■ WORK TO BE COMPLETED: Reproduce the data word for word, beginning at the line that contains "Would you be so kind as to locate the sea" and continuing through the final line of the data.

■ TASK MATERIAL:

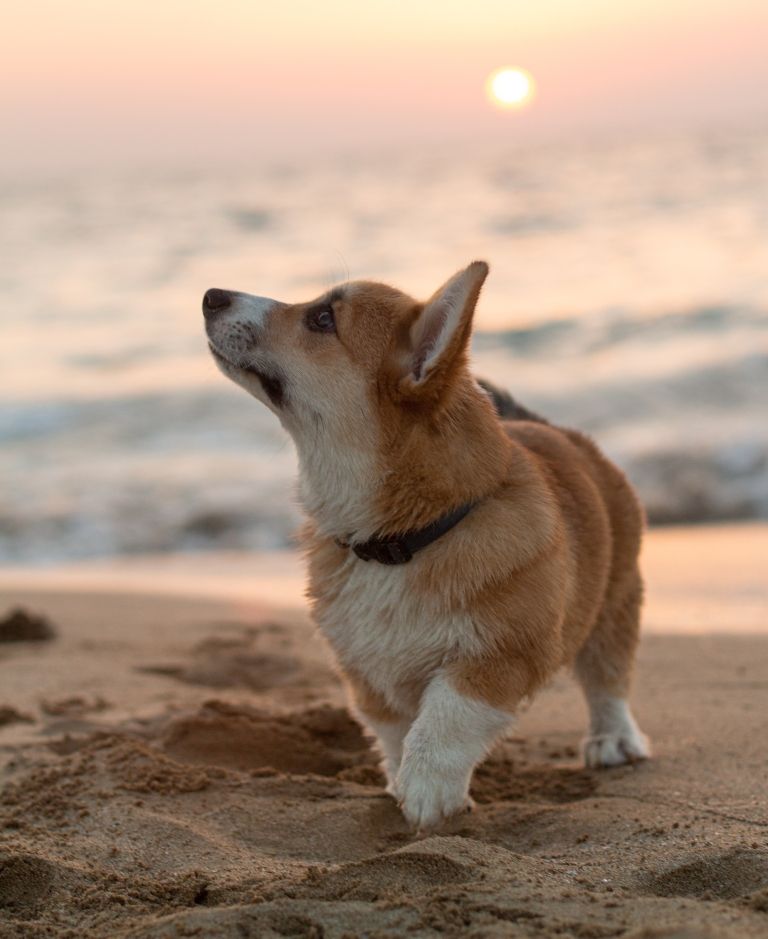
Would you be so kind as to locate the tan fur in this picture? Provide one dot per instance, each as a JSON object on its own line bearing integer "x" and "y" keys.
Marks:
{"x": 542, "y": 573}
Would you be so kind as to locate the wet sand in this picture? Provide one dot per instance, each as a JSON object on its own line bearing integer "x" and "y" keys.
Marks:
{"x": 178, "y": 760}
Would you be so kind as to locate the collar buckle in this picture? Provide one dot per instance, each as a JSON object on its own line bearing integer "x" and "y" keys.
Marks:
{"x": 385, "y": 552}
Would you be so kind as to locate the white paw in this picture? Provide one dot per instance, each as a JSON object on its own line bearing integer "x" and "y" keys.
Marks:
{"x": 429, "y": 798}
{"x": 615, "y": 749}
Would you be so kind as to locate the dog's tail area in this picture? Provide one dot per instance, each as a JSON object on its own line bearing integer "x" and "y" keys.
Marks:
{"x": 506, "y": 407}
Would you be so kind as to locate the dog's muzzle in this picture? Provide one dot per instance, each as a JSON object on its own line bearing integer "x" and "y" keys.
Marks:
{"x": 216, "y": 301}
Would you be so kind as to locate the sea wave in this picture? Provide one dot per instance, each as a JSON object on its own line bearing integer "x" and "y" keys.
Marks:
{"x": 208, "y": 467}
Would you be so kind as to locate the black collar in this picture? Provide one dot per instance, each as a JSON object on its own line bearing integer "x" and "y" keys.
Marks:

■ EXERCISE RESPONSE:
Would you be so kind as to locate the sea wave in this picture? Provide one dot per instance, each as a JSON object on its own line bearing integer "x" and "y" keys.
Marks:
{"x": 208, "y": 467}
Would you be so kind as to locate the black collar in this picture? Provide one dot per instance, each as a JSON object on its own line bearing integer "x" and "y" keys.
Marks:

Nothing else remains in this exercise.